_EXCERPT_.
So I was wrong about where my colleague wanted to take me. It wasn’t to visit his home place, but to visit his friend who is the quality manager of a Tea factory.

And the cabbage (me!) didn’t take his camera! What a fantastic trip! Two matatu rides up to the green highlands by the foot of the Abberdares. And a trip round the factory to see all the processes (I had no idea what they all were) and how they use superheated steam to warm the air that they blow past the leaves to whither them, and so on. Fabulous. And with a very knowledgable guide. It was alike a private lesson in tea production.

My colleague, a short fellow, and I (not so) were bedecked in white coats and baseball hats and we must have looked like some sort of comedy duo as we trailed round the factory asking odd questions and trying not to be sucked into big ducts with powerful fans in them.

And finally to the “lab” to taste the different grades of tea, and a cup of nice tea to round it all off!


  1. Tyg Says:

    Cup’o chai, sir?

  2. Lydia Says:

    Wow! Which way round did you wear your baseball hat?

  3. Jan Main Says:

    😀 Hey that sounds really good fun and what was the T like ?? good ? and did they only do black tea or did they have green at all ? and flavours ??shame about the camera as you two must have look really funny !! and Hey did you get my email and how are things ?? love sis ..xxx

  4. Mark Says:

    I just wrote a long description of the whole visit here, including all the processes, including the "ball breaker". But the poxy fucking Nairobi cybercafe I’m in have dodgey internet and the whole thing went the way of all data (/dev/null). :angry: 😥

  5. Mark Says:

    The tea arrives in tatty-looking sacks, such as I saw, when I was a kid, on the backs of indian women on some ‘tea-cards’ in a toffee tin in the cupboard in our old house in Lowestoft. It was even the same bright lime green colour.

_EXTRACTED DATA_.
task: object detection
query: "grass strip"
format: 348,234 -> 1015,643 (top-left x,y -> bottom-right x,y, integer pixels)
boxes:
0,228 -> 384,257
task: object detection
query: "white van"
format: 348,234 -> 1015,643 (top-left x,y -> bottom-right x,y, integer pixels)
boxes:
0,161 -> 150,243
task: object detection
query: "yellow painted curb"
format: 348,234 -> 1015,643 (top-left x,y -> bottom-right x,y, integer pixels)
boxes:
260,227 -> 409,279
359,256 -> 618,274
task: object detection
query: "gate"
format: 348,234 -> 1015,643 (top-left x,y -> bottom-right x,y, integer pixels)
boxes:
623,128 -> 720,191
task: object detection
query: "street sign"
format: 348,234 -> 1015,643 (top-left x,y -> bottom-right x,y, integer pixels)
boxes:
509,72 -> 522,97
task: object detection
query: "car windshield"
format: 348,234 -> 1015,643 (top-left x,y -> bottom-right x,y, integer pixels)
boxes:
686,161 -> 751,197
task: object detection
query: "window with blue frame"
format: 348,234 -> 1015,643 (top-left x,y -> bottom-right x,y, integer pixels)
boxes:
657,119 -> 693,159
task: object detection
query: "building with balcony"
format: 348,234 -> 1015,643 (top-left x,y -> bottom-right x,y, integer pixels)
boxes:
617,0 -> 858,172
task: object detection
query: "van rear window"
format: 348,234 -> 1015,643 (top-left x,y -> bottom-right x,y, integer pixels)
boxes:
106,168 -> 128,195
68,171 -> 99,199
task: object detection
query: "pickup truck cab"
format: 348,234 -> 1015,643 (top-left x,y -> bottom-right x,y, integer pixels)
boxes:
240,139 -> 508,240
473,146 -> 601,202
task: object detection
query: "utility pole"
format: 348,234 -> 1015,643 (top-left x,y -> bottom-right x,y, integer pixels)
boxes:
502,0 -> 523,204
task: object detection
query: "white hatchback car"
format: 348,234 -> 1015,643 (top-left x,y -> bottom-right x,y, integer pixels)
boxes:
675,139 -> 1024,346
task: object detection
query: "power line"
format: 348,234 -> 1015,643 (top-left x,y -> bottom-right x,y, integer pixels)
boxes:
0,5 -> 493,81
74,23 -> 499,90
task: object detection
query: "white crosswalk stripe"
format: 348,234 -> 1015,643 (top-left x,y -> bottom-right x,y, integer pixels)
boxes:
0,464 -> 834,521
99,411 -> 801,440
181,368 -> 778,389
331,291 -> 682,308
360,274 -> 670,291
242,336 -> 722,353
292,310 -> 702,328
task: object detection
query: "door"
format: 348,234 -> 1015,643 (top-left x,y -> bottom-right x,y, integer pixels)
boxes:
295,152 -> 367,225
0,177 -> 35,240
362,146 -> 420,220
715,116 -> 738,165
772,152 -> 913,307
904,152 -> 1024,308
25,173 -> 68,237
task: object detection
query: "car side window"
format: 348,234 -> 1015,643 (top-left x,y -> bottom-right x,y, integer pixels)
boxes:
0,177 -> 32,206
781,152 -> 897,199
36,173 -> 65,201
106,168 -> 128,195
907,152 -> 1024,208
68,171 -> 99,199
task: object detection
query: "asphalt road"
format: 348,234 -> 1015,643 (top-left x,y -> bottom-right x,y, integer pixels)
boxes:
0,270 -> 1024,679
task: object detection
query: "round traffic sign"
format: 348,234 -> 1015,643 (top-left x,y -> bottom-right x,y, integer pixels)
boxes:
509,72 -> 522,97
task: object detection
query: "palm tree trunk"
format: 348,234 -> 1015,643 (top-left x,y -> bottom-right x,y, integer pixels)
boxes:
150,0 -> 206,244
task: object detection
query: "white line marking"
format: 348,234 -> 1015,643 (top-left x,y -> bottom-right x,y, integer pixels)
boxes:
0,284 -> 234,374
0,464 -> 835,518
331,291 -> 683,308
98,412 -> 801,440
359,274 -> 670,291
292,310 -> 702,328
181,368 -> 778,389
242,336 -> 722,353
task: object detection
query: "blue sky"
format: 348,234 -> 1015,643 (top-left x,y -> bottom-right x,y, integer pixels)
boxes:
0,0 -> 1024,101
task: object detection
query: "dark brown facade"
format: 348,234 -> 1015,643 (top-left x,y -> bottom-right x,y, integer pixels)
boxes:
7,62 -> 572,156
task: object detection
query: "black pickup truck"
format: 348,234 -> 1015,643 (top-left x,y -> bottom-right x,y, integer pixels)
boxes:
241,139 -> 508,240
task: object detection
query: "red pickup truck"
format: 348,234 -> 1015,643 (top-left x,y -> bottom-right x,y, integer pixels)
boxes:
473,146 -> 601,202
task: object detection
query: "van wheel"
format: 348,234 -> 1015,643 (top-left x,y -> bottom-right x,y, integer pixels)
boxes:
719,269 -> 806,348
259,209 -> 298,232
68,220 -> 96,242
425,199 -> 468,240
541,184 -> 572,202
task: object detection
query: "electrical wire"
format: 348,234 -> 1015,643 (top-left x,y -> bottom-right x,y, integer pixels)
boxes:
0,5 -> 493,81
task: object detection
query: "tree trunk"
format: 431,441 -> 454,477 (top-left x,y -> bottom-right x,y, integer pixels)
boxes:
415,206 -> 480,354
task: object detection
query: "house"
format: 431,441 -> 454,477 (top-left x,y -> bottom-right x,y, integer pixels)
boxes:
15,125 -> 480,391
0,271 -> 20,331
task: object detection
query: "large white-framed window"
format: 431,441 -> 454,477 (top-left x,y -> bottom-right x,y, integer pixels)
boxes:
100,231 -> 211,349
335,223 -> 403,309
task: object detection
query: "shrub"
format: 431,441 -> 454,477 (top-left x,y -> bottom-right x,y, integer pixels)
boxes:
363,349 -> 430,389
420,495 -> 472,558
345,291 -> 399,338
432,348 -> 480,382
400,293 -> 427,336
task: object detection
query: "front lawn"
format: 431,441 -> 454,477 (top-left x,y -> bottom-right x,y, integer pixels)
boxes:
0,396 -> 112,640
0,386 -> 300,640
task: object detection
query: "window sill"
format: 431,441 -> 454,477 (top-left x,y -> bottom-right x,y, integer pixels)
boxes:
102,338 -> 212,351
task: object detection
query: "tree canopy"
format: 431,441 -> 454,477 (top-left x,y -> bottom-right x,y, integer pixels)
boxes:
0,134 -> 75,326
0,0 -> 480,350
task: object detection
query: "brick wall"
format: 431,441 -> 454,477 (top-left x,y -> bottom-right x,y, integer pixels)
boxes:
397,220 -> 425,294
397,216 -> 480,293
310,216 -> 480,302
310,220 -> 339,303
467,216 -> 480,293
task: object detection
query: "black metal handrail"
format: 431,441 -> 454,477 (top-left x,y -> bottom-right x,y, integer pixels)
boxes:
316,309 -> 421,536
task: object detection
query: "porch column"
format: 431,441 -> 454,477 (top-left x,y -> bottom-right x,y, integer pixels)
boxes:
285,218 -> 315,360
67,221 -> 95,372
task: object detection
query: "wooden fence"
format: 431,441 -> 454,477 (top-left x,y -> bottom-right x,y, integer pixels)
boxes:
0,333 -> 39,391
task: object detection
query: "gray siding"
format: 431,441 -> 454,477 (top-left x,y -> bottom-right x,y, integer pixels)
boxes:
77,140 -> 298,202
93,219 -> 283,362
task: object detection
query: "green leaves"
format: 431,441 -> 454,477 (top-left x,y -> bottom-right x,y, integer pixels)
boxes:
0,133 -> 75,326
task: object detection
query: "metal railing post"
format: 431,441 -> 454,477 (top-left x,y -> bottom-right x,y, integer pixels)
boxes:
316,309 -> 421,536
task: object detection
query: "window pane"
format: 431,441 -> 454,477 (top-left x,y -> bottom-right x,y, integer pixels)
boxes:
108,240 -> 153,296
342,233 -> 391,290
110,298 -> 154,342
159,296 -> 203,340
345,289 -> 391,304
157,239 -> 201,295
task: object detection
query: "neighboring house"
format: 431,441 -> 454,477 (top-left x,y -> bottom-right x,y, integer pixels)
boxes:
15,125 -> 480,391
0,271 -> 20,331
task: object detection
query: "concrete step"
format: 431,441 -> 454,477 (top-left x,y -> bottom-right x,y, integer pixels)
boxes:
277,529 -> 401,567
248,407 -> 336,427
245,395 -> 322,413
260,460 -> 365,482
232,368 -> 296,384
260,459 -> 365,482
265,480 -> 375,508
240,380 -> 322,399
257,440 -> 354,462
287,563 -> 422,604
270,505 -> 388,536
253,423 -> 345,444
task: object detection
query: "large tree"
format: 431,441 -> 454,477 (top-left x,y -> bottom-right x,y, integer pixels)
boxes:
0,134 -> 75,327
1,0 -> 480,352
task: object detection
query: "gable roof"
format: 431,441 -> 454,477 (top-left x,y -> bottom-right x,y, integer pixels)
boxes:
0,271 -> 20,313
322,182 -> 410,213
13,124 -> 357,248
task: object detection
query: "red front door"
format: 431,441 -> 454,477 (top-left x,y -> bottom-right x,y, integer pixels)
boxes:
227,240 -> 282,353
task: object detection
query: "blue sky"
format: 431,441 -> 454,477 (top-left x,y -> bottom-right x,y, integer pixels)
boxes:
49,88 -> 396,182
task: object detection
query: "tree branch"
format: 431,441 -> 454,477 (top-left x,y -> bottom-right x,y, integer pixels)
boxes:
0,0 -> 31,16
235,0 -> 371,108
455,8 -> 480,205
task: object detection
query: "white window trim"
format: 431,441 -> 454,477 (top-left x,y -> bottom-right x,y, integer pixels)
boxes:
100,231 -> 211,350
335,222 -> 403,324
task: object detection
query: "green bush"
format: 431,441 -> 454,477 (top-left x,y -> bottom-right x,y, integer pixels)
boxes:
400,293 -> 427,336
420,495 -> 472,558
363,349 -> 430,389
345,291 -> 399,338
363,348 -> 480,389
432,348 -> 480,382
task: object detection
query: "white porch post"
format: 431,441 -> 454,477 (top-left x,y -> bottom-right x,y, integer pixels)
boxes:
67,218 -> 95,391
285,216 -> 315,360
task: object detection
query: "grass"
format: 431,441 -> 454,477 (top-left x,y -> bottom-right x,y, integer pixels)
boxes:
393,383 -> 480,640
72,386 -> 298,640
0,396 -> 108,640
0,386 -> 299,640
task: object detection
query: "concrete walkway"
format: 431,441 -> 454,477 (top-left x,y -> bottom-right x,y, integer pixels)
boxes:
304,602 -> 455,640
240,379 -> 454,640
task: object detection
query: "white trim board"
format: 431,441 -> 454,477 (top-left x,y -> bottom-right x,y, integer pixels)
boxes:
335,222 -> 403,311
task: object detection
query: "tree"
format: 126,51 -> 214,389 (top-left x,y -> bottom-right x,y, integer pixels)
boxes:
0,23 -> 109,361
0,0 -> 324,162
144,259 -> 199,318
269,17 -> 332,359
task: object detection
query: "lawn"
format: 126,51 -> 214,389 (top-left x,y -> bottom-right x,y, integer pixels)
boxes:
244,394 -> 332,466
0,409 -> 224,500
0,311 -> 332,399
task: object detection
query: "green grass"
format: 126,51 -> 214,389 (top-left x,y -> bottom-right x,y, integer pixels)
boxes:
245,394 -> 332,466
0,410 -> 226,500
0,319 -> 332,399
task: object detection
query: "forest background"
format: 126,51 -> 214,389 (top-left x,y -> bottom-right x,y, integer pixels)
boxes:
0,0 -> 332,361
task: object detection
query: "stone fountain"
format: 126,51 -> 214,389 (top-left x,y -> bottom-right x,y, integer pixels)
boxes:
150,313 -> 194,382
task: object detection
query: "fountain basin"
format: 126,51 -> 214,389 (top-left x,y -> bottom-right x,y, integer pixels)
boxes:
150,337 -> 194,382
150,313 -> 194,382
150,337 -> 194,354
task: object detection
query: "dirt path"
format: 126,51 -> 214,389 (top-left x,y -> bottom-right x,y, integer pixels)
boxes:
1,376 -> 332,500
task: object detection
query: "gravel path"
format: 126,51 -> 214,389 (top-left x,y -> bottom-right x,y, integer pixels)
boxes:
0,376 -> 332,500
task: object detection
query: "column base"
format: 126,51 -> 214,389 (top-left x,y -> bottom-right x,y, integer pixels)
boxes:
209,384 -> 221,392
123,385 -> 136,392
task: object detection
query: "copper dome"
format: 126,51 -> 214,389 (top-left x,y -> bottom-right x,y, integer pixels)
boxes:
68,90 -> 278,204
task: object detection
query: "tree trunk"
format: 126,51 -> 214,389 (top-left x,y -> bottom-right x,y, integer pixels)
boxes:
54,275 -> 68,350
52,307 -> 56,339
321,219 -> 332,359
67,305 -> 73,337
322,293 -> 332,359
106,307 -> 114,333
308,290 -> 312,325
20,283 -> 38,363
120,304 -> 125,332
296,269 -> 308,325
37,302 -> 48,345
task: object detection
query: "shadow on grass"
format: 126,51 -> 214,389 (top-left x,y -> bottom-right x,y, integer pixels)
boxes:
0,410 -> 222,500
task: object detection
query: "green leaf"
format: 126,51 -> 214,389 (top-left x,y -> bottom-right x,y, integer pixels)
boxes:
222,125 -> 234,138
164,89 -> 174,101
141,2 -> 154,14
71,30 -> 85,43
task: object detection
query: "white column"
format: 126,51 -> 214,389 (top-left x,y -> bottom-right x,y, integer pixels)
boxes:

_WHAT YOU NEED TO DO_.
Resume the blog post about the tea factory visit, along with its comments, starting right after the last sentence shown.

_TASK RESPONSE_.
    The sacks are weighed on some sophisticated digital scales and then hung, by their tatty rope handles, on the hooks of an overhead conveyer whence they are whisked up into the higher levels of the factory, to the whithering beds. Up to the whithering beds we went too, via stairs.

    Upstairs the fresh tea leaves are lain out on tables where conditioned (warmed) air is blown over them for six or so hours until the moisture content has reduced to 67% (IIRC). Once thus whithered, the leaves are scouped up by women workers and dumped onto a conveyer belt that takes them and dumps them into the CTC machine on the ground floor.

    Downstairs the Cutting, Tearing and something-else-that-begins-with-C machine cuts, tears and …erm… chews the tea shoots to open all the cells in their leaves. Thus masticated, the resulting soft green granules are left in bins with more conditioned air blowing through them to ferment. Fermentation takes 90 minutes during which time the temperature of the leaf-mould is measured and plotted on a graph (blackboard) above the bin. Painted on the blackboard is the curve that the temperature is expected to take: up first then then down.

    The air is conditioned (warmed) by radiators filled with superheated steam from the boilers out the back. When fermentation is complete, the green leaves have turned yellowy brown and are carted off and shoveled into the Ball Breaker (I kid you not) which makes the big lumps into smaller ones (and was the source of amusement on our visit). Immediately after the ball breaker is a giant vibrator (!): a vibrating conveyer on which even more heated air is blown over the tea lumps. (Lumps isnt the technical term for the stuff but the only better word I can think of is granules which has a strongly coffee connitation). First very hot air is used to halt the fermentation, then hot air to dry the fermenetd lumps. What comes off the end of this conveyer is, in essence, the black tea we all know and love.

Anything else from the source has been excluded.